Re: [PATCH] xfs: allow zero-length symlinks (and directories), sort of

Brian Foster <bfoster@xxxxxxxxxx> · Mon, 6 Mar 2017 13:18:20 -0500

On Mon, Mar 06, 2017 at 09:22:05AM -0800, Darrick J. Wong wrote:
> On Mon, Mar 06, 2017 at 08:51:44AM -0500, Brian Foster wrote:
> > On Fri, Mar 03, 2017 at 04:05:29PM -0800, Darrick J. Wong wrote:
> > > In commit ef388e2054 ("don't allow di_size with high bit set") and
> > > commit 3c6f46eacd87 ("sanity check directory inode di_size") we
> > > erroneously fail the inode verification checks for symlinks or
> > > directories with di_size == 0.
> > > 
> > > This is proven incorrect by generic/388 because the unlink process uses
> > > multiple unconnected transactions to truncate the remote symlink /
> > > directory and to unlink and free the inode.  If the fs goes down after
> > > the truncate commit but before the unlink happens, we are left with a
> > > zero-length inode.  Worse yet, if the unlink /does/ commit, log recovery
> > > will now break after the first transaction because we've zeroed di_size.
> 
> Ugh, I misspoke slightly.  Truncate and *ifree* are separate
> transactions that can lose each other in the mist after a crash.
> 
> So that separates this discussion into two classes of problem -- the
> first is the case of "truncate, crash, forget to ifree", which at least
> isn't a user-visible problem because the inode has been unlinked from
> the directory tree at that point.  Log recovery breaks if iget ->
> dinode_verify stumbles over the zero-length inode.
> 

Ok, that change seems reasonable.

> The second case (which is what the original dinode_verify patches were
> focused on) is the case where someone intentionally corrupts a
> filesystem to have zero-byte metafiles.  For that case we need to return
> appropriate error codes without crashing.
> 

Yep, makes sense too...

Though now I'm confused because the commit log implies that we can end
up with zero-sized symlinks in the directory tree if we crash at the
right point. Is that not the case?

• [RAW DATA]:
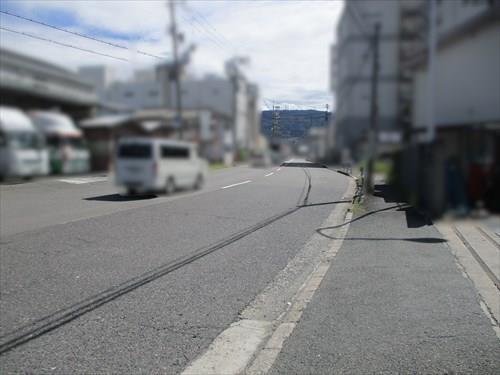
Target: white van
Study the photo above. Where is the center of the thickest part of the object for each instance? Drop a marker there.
(22, 150)
(155, 164)
(67, 149)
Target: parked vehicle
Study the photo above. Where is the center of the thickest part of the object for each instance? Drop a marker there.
(152, 164)
(22, 150)
(67, 150)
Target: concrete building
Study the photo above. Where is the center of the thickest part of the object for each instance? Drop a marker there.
(30, 83)
(460, 163)
(352, 66)
(153, 89)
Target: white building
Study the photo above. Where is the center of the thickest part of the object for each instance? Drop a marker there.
(460, 163)
(153, 88)
(352, 67)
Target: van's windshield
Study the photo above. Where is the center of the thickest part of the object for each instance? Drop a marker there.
(136, 151)
(25, 140)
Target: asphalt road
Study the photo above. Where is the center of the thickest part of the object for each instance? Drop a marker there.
(393, 302)
(150, 282)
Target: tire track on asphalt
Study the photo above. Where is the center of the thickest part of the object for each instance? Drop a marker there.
(63, 316)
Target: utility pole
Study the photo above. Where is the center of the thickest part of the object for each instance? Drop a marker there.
(373, 133)
(275, 128)
(432, 69)
(176, 75)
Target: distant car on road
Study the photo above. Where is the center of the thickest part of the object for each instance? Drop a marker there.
(67, 149)
(22, 150)
(152, 164)
(260, 159)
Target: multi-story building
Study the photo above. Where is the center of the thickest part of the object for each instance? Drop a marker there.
(456, 110)
(352, 67)
(226, 97)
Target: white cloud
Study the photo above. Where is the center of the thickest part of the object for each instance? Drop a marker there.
(287, 41)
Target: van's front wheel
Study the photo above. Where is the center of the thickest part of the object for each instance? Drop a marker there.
(198, 184)
(169, 186)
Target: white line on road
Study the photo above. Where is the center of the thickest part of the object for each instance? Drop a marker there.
(83, 180)
(239, 183)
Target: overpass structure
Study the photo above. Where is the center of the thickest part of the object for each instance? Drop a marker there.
(30, 83)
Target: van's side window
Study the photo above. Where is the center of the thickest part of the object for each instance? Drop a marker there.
(174, 152)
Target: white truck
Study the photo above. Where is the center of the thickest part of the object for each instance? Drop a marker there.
(22, 149)
(67, 150)
(153, 164)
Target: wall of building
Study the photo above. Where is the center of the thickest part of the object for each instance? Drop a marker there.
(467, 82)
(353, 70)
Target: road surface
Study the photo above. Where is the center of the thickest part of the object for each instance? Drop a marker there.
(96, 282)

• [SHORT TASK]:
Extract the passage of the zero-length symlinks reply from "On Mon, Mar 06, 2017 at 09:22:05AM" up to and including "di_size == 0.". Only the mailing-list reply should be used, not the material that comes with it.

• [THE OUTPUT]:
On Mon, Mar 06, 2017 at 09:22:05AM -0800, Darrick J. Wong wrote:
> On Mon, Mar 06, 2017 at 08:51:44AM -0500, Brian Foster wrote:
> > On Fri, Mar 03, 2017 at 04:05:29PM -0800, Darrick J. Wong wrote:
> > > In commit ef388e2054 ("don't allow di_size with high bit set") and
> > > commit 3c6f46eacd87 ("sanity check directory inode di_size") we
> > > erroneously fail the inode verification checks for symlinks or
> > > directories with di_size == 0.